## start Extracted entries

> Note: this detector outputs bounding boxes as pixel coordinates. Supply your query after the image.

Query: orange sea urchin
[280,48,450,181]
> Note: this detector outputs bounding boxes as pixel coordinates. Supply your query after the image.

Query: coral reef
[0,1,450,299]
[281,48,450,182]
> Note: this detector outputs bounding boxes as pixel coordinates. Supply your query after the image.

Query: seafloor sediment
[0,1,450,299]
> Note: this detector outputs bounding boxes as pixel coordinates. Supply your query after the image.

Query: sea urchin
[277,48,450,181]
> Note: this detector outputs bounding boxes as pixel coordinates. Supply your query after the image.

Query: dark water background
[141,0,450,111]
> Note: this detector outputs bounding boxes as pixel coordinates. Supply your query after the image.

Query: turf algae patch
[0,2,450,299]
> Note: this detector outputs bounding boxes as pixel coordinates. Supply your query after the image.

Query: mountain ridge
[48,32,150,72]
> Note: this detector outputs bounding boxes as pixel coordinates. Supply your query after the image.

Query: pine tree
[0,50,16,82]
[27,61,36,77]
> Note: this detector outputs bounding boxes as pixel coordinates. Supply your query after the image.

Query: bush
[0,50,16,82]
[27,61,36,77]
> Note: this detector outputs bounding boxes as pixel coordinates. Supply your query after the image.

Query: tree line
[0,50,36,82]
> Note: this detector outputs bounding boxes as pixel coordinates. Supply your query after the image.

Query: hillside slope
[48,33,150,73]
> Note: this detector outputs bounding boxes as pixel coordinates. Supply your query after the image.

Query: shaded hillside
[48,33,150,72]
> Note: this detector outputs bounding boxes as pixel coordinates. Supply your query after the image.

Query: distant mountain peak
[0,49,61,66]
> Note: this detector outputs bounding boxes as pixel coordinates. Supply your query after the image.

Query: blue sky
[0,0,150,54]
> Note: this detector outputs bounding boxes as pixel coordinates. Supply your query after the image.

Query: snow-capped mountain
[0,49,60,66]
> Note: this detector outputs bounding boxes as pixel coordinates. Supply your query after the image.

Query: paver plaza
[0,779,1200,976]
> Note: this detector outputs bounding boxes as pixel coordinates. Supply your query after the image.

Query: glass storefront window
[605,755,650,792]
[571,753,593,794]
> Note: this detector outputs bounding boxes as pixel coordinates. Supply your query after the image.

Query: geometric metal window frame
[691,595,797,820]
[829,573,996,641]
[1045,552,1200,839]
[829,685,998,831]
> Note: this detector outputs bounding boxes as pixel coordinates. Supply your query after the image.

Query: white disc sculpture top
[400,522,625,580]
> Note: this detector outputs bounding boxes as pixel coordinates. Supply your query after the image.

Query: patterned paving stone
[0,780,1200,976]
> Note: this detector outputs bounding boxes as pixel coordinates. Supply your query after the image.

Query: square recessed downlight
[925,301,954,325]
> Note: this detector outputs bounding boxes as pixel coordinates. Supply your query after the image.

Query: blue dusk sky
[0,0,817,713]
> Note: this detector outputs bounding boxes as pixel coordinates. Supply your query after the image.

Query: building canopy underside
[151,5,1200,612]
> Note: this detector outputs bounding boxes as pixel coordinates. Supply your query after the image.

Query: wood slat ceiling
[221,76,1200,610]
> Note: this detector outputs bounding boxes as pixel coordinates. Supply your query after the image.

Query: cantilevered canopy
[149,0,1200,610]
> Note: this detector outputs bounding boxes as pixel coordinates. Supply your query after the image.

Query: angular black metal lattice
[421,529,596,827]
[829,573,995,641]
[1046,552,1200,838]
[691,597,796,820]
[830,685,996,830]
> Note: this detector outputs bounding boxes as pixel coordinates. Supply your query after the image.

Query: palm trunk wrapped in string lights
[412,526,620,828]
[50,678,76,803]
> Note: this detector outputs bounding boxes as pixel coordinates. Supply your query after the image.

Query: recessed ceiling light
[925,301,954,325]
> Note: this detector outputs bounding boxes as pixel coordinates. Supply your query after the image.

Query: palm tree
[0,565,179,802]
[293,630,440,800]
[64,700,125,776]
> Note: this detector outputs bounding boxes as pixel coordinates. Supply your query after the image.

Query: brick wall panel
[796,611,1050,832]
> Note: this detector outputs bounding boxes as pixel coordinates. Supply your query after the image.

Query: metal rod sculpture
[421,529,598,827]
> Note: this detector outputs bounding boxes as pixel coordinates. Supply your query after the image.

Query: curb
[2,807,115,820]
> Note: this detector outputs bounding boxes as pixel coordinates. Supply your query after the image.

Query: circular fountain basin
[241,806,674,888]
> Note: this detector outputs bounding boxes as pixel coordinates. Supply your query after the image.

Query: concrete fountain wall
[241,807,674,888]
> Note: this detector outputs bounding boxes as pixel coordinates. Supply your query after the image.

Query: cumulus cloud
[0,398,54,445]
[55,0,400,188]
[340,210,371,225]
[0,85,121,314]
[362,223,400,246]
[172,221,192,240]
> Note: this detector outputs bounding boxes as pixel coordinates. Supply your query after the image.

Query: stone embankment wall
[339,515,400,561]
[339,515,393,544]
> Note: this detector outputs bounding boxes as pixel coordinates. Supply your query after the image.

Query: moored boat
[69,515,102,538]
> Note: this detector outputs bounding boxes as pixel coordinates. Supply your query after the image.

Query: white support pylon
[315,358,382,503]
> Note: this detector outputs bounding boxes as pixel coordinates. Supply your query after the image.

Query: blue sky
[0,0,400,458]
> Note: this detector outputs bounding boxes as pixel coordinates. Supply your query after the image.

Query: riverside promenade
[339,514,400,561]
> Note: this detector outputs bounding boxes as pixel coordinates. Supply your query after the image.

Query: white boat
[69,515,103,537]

## end Extracted entries

The records above should be returned exactly.

**Reply to the exercise:**
> Note: this detector outputs bounding boxes as pixel coordinates. Supply your query after the image.

Query: orange sea urchin
[280,48,450,181]
> Note: this detector outputs bounding boxes as pixel coordinates. Supply your query after the image.

Query: coral reef
[0,1,450,299]
[281,48,450,182]
> Note: this detector outputs bounding boxes as pixel coordinates. Supply your query after the image.

Query: seafloor sediment
[0,1,450,299]
> Note: this detector outputs bounding boxes as pixel coordinates. Supply your query after the image.

Query: sea urchin
[277,48,450,181]
> Note: this detector outputs bounding boxes as pixel coordinates. Supply your query after the image.

Query: dark water background
[141,0,450,111]
> Note: this detector outputs bounding boxes as pixel coordinates. Supply your query after the image.

Query: turf algae patch
[0,2,450,299]
> Note: this detector outputs bounding boxes as pixel coordinates. Supply your query after the image.

Query: mountain ridge
[48,32,150,72]
> Note: this detector outputs bounding boxes as pixel coordinates. Supply your query after the image.

Query: pine tree
[0,50,16,82]
[27,61,36,77]
> Note: this detector outputs bounding boxes as pixel coordinates. Supply your query after the image.

Query: bush
[0,50,16,82]
[27,61,36,77]
> Note: this detector outputs bounding boxes as pixel coordinates. Supply your query after the image.

Query: tree line
[0,50,36,82]
> Note: this detector outputs bounding boxes as pixel coordinates. Supply your query after the image.

Query: hillside slope
[48,33,150,73]
> Note: this detector outputs bounding boxes as pixel coordinates. Supply your query after the image.

Query: shaded hillside
[48,33,150,72]
> Note: this detector outputs bounding boxes as pixel coordinates. Supply your query after the image.

Query: distant mountain peak
[0,49,61,66]
> Note: this detector outputs bounding boxes as pixel coordinates. Supply your query after the image.

Query: blue sky
[0,0,150,54]
> Note: this detector outputs bounding boxes as pixel coordinates. Supply your query after the image.

Query: snow-capped mountain
[0,49,60,66]
> Note: this detector outputs bounding boxes as pixel coordinates. Supply your query after the image.

Query: paver plaza
[0,779,1200,976]
> Note: this detector outputs bounding boxes as pixel coordinates. Supply your query after the image.

Query: glass storefront window
[605,755,650,792]
[571,753,593,794]
> Note: this detector outputs bounding boxes as pixel coordinates. Supply your query after the image.

Query: geometric metal window frame
[691,595,797,820]
[829,573,996,641]
[1045,552,1200,839]
[829,685,998,831]
> Note: this detector outputs bounding boxes as pixel coordinates. Supply your query after the image.

Query: white disc sculpture top
[400,522,625,580]
> Note: this detector outputs bounding boxes as pixel coordinates. Supply your query after the image.

Query: patterned paving stone
[0,780,1200,976]
> Note: this detector outputs bounding boxes as pixel coordinates. Supply your query after the image.

Query: square recessed downlight
[925,301,954,325]
> Note: this detector outputs bounding boxes as pixel coordinates. Supply your query after the image.

Query: blue dusk sky
[0,0,817,713]
> Note: this detector outputs bounding boxes as pixel coordinates. Supply your query after the image.

Query: building canopy underside
[151,5,1200,612]
> Note: this detector outputs bounding boxes as pixel coordinates. Supply your query after the image.

Query: wood slat ceiling
[221,76,1200,610]
> Note: this detector outputs bounding boxes as pixel coordinates. Supply your query after the image.

Query: cantilevered canopy
[149,0,1200,610]
> Note: this detector outputs bounding boxes as pixel coordinates. Supply your query after the image.

Query: angular black metal lattice
[421,529,596,827]
[829,573,995,641]
[1046,552,1200,838]
[691,597,796,820]
[830,685,996,830]
> Note: this detector outputs bounding boxes as pixel coordinates. Supply your query after the image.

Query: palm trunk wrapped in string lights
[412,526,620,828]
[50,678,76,803]
> Note: this detector outputs bounding boxes as pixel coordinates. Supply your query after the image.

Query: recessed ceiling light
[925,301,954,325]
> Note: this detector outputs bounding boxes as pixel coordinates. Supply your query after the image.

Query: palm tree
[0,565,179,802]
[293,630,440,800]
[64,700,125,776]
> Note: this detector outputs bounding boxes as pixel coordinates. Supply your query after the image.

Query: brick wall panel
[796,611,1050,832]
> Note: this detector outputs bounding boxes as pixel coordinates. Supply your query after the image.

Query: metal rod sculpture
[421,529,598,827]
> Note: this detector outputs bounding boxes as pixel coordinates. Supply your query after the image.

Query: curb
[2,807,115,820]
> Note: this detector outputs bounding boxes as pixel coordinates. Supply your query after the image.

Query: circular fountain basin
[241,806,674,888]
> Note: this detector outputs bounding boxes as pixel coordinates. Supply your query after the image.

Query: concrete fountain wall
[241,807,674,888]
> Note: this detector outputs bounding boxes as pixel coordinates. Supply your query after the image.

Query: cumulus cloud
[0,398,54,445]
[55,0,400,188]
[340,210,371,225]
[0,85,121,314]
[362,223,400,246]
[172,221,192,240]
> Note: this detector outputs bounding boxes as pixel coordinates. Supply your query after the image.

Query: stone embankment wall
[339,515,400,561]
[339,515,393,544]
> Note: this detector outputs bounding boxes as pixel coordinates. Supply your query after the image.

Query: moored boat
[69,515,102,538]
> Note: this detector outputs bounding boxes as pixel coordinates. Supply your query after the image.

Query: white support pylon
[315,358,382,503]
> Note: this detector outputs bounding boxes as pixel coordinates. Supply your query after the image.

Query: blue sky
[0,0,400,458]
> Note: this detector outputs bounding boxes as pixel coordinates. Supply your query after the image.

Query: riverside promenade
[339,514,400,561]
> Note: this detector outputs bounding boxes as pixel coordinates. Supply your query after the image.

Query: white boat
[69,515,103,537]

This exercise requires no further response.